> [SUPPLIED PASSAGE]:

Some Spanish adjectives go with Estar, some go with Ser. And some go with both, but they change meanings based on the verb! Let’s discuss the adjectives listo, claro, alto, and others, and get lots of practice using them with both Ser and Estar.

Full Podcast Episode


Creo que ustedes están listos.

Intro: Join us on a rigorous, step-by-step journey to fluency. I’m Timothy and this is LearnCraft Spanish.

Today we’re going to learn a few new adjectives and continue practicing the verbs Creer and Pensar.

Most of the words that we learn today will actually be words that are very similar to words you already know. Let’s start with the word rápido, which we learned as an adverb to mean “fast” or “quickly”, describing how something is done. This word can also be used as an adjective to describe something as fast. This can vary in meaning from a person who can run quickly to a job that can be done quickly. Either way, it tends to be used along with the verb Ser. For example:

I didn’t know that the girls were so fast.

> [RAW RECORDS]:
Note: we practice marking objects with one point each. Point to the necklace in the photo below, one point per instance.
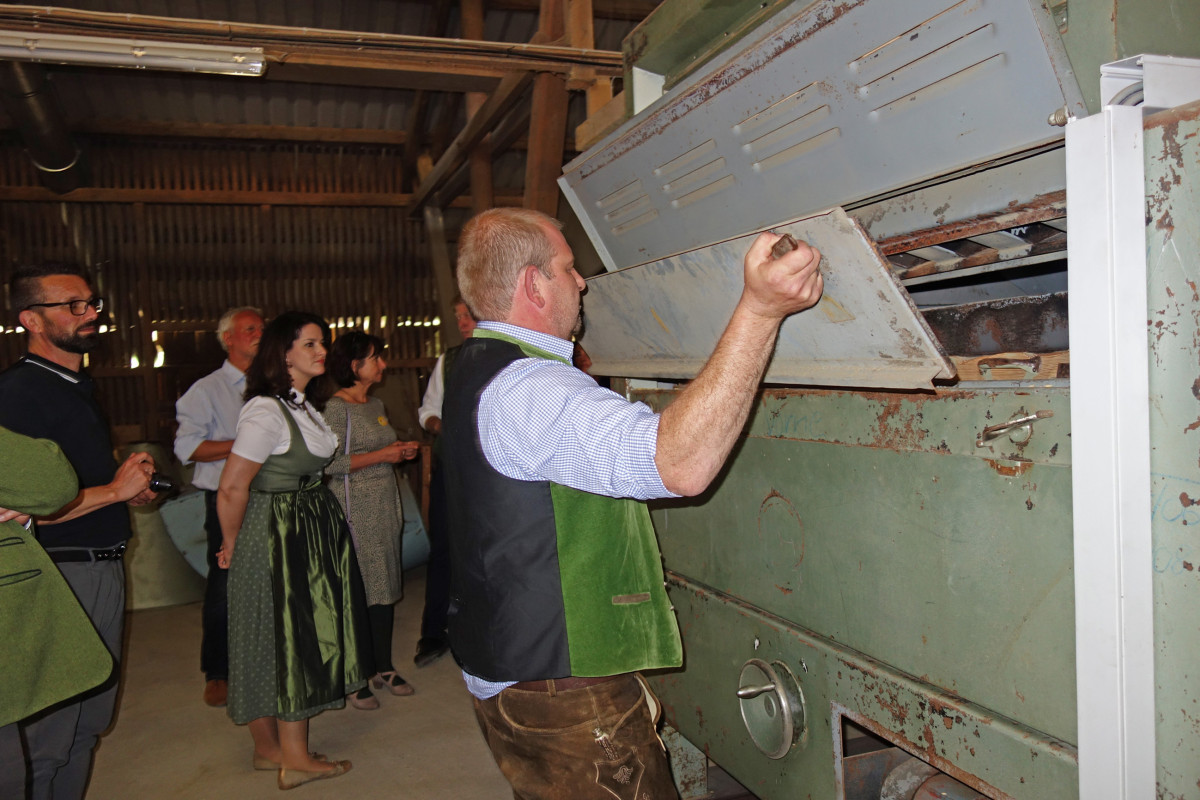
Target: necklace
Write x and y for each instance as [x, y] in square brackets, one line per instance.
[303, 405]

--

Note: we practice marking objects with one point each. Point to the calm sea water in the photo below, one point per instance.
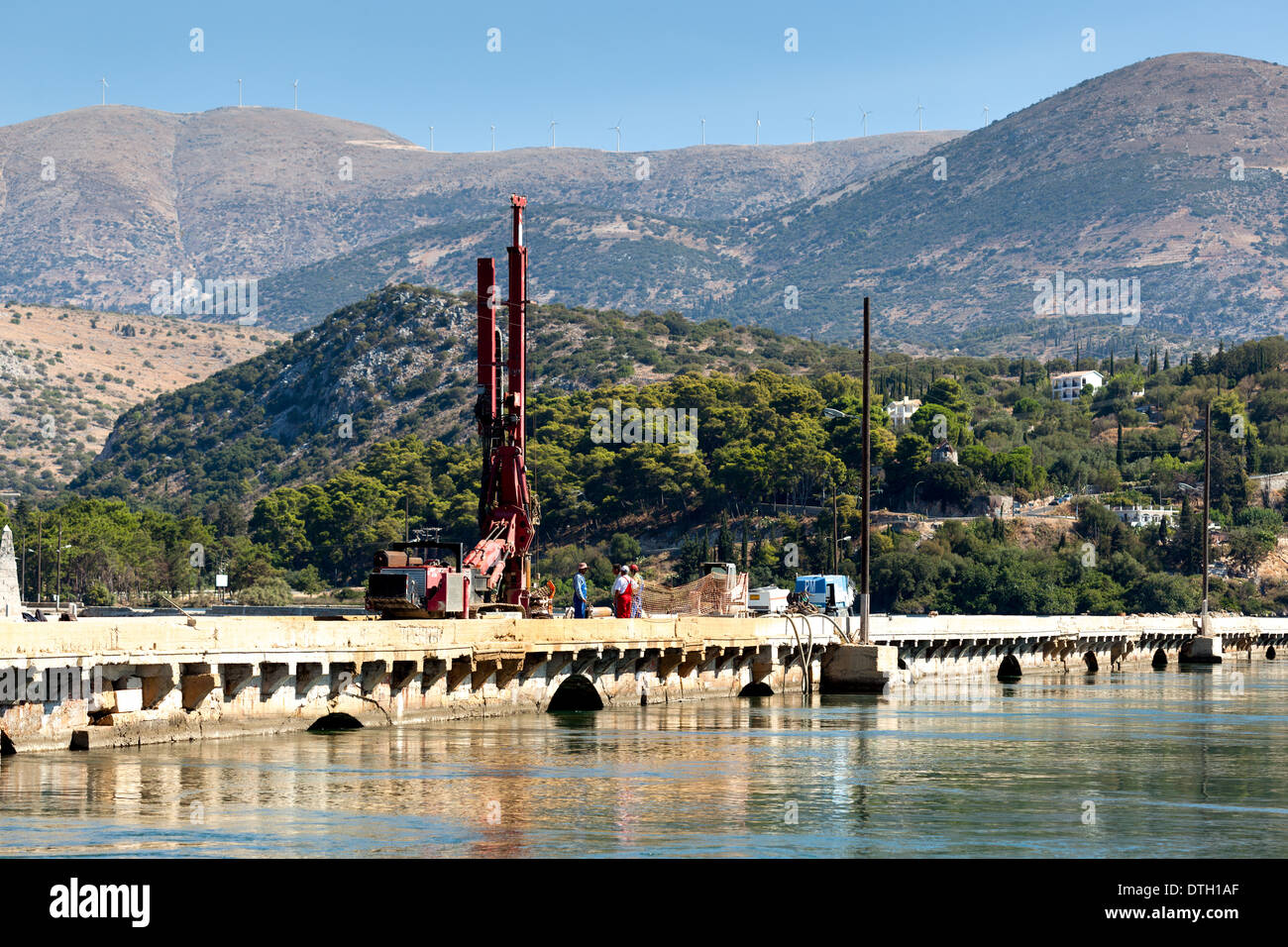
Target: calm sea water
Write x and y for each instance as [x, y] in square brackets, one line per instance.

> [EXERCISE TASK 1]:
Answer from the Spanish lesson:
(a) What is the name of the host?
(b) Which two verbs does the lesson continue practicing?
(c) As an adjective, which verb does rápido tend to be used with?
> [EXERCISE TASK 2]: Reproduce the Spanish lesson from "Today we’re going" up to and including "were so fast.", swapping "fast" for "speedy" each time it occurs.
> [EXERCISE TASK 3]: Carry the Spanish lesson forward from the point where it stops.
The records are separate from the Spanish lesson and stand on their own.

> [FINAL RESULT 1]:
(a) Timothy
(b) Creer and Pensar
(c) Ser

> [FINAL RESULT 2]:
Today we’re going to learn a few new adjectives and continue practicing the verbs Creer and Pensar.

Most of the words that we learn today will actually be words that are very similar to words you already know. Let’s start with the word rápido, which we learned as an adverb to mean “speedy” or “quickly”, describing how something is done. This word can also be used as an adjective to describe something as speedy. This can vary in meaning from a person who can run quickly to a job that can be done quickly. Either way, it tends to be used along with the verb Ser. For example:

I didn’t know that the girls were so speedy.

> [FINAL RESULT 3]:
No sabía que las chicas eran tan rápidas.

So as you can see, here we changed the word from rápido to rápidas. When rápido is used as an adjective, it changes based on the gender and number of what it’s describing, although when it’s an adverb, it doesn’t change.

Our next word is igual, which we already learned as an adverb that can be used in a couple of different ways. But when it’s used as an adjective, what it means is “equal” or “the same”, specifically as a description. For example:

All of these houses are the same.

Todas estas casas son iguales.

Let’s practice using igual and rápido as adjectives.

My brother is very fast, he’s always there on time.

Mi hermano es muy rápido, siempre está ahí a tiempo.

The girl is the same, she has her mother’s face.

La chica es igual, tiene la cara de su madre.

The boys from the school are very fast.

Los chicos de la escuela son muy rápidos.

We think the sisters are the same.

Pensamos que las hermanas son iguales.

I thought she was faster than them.

Creí que ella era más rápida que ellos.

Next, let’s revisit the words alto and bajo, which we recently learned as adverbs to mean “loudly” and “quietly”. These words actually literally mean “high” and “low”. The reason that they’re used to refer to “loudly” and “quietly” refers to the idea of a noise’s volume as being “high” or “low”.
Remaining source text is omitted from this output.